A young startup at Nanyang Technological University (NTU) has developed a first-of-its-kind multifunction water filtration membrane. With its expected cost savings and superior performance, the new invention has the potential to render current membranes in the water industry obsolete.
This made-in-NTU membrane lasts twice as long when compared to conventional membranes, is highly resistant to breakage, and has anti-bacterial and anti-biofouling properties. Another groundbreaking characteristic – it allows for an unprecedented flow rate of at least ten times faster than current water filtration membranes.
Developed by NTU start-up Nano Sun, at the centre of this breakthrough multifunction membrane is a patented titanium dioxide nanotechnology. Titanium dioxide nanoparticles are proven to kill bacteria and to break down organic compounds in waste water with the help of sunlight or Ultra Violet (UV) rays.
Invented by Associate Professor Darren Sun, from NTU’s School of Civil and Environmental Engineering, the startup is cofounded by Adjunct Professor Wong Ann Chai from NTU’s Nanyang Business School, formerly an investment banker from DBS Bank and Normura Singapore.

Collected data:
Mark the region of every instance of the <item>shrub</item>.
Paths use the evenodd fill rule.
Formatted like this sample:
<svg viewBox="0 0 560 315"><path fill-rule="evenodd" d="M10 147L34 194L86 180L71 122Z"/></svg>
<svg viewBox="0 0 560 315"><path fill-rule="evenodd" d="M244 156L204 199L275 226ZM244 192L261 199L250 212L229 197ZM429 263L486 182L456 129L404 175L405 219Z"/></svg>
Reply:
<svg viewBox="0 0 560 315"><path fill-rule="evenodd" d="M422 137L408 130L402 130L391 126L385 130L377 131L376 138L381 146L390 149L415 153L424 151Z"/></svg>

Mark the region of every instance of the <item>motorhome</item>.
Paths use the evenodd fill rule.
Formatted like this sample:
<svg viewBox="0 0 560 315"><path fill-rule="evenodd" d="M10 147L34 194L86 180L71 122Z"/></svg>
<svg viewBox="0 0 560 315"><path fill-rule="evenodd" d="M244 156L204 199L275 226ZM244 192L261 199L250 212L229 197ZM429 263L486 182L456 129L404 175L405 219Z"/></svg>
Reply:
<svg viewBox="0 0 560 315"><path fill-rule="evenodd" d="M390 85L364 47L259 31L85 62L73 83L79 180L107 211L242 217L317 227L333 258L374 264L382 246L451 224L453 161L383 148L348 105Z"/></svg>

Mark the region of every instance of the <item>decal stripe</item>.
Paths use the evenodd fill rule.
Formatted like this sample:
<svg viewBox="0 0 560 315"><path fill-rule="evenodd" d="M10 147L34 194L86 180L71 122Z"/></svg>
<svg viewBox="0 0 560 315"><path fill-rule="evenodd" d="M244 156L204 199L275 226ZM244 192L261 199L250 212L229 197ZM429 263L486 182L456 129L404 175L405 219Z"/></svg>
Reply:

## TASK INSTRUCTIONS
Copy word for word the part of the passage on NTU's water filtration membrane between "A young startup" and "water industry obsolete.", inclusive.

## YOUR SOLUTION
A young startup at Nanyang Technological University (NTU) has developed a first-of-its-kind multifunction water filtration membrane. With its expected cost savings and superior performance, the new invention has the potential to render current membranes in the water industry obsolete.